## Texto del documento
Justicia
La galería del horror: 23 años de la masacre de El Aro
Se conmemora el aniversario de uno de los momentos más oscuros del conflicto armado. La justicia está en deuda con el país, aún no se ha pronunciado de fondo sobre lo ocurrido. Dos versiones de los hechos riñen, las de Álvaro Uribe y Salvatore Mancuso.
La masacre de El Aro es la galería del horror. Allí salieron a flote los más perversos elementos del conflicto colombiano: la espantosa sevicia de los asesinos, el incesto institucional entre Estado y autodefensas para exterminar civiles, y la indiferencia silenciosa del país. Han pasado exactamente 23 años. De cuando en cuando el asunto reaparece en la prensa por el aniversario luctuoso o por alguna novedad judicial menor. Han transcurrido más de dos décadas y el fantasma de El Aro aún continúa deambulando.

## Tarea escrita A
En el texto sobre la masacre de El Aro, ¿de quiénes son las dos versiones de los hechos que riñen?
## Tarea escrita B
Indica si cada afirmación coincide con el texto sobre la masacre de El Aro, respondiendo sí o no y citando literalmente las palabras que lo deciden: (i) La justicia ya se pronunció de fondo sobre lo ocurrido. (ii) El asunto reaparece a veces en la prensa por el aniversario luctuoso. (iii) El país respondió con una indignación ruidosa.
## Tarea escrita C
Transcribe sin cambios el fragmento del texto sobre la masacre de El Aro que abre con las palabras que contienen "La masacre de El Aro es" y cierra con "aún continúa deambulando.".
El listado no interviene en nada de esto.

## Datos sin procesar
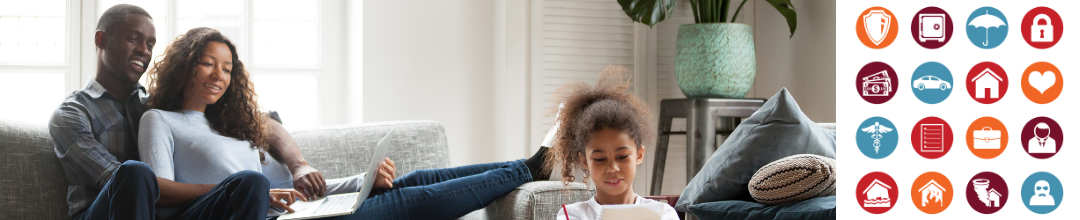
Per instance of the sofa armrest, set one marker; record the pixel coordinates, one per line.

## Respuesta correcta A
Las de Álvaro Uribe y Salvatore Mancuso.

## Respuesta correcta B
(i) No: "aún no se ha pronunciado de fondo sobre lo ocurrido".
(ii) Sí: "De cuando en cuando el asunto reaparece en la prensa por el aniversario luctuoso".
(iii) No: "la indiferencia silenciosa del país".

## Respuesta correcta C
La masacre de El Aro es la galería del horror. Allí salieron a flote los más perversos elementos del conflicto colombiano: la espantosa sevicia de los asesinos, el incesto institucional entre Estado y autodefensas para exterminar civiles, y la indiferencia silenciosa del país. Han pasado exactamente 23 años. De cuando en cuando el asunto reaparece en la prensa por el aniversario luctuoso o por alguna novedad judicial menor. Han transcurrido más de dos décadas y el fantasma de El Aro aún continúa deambulando.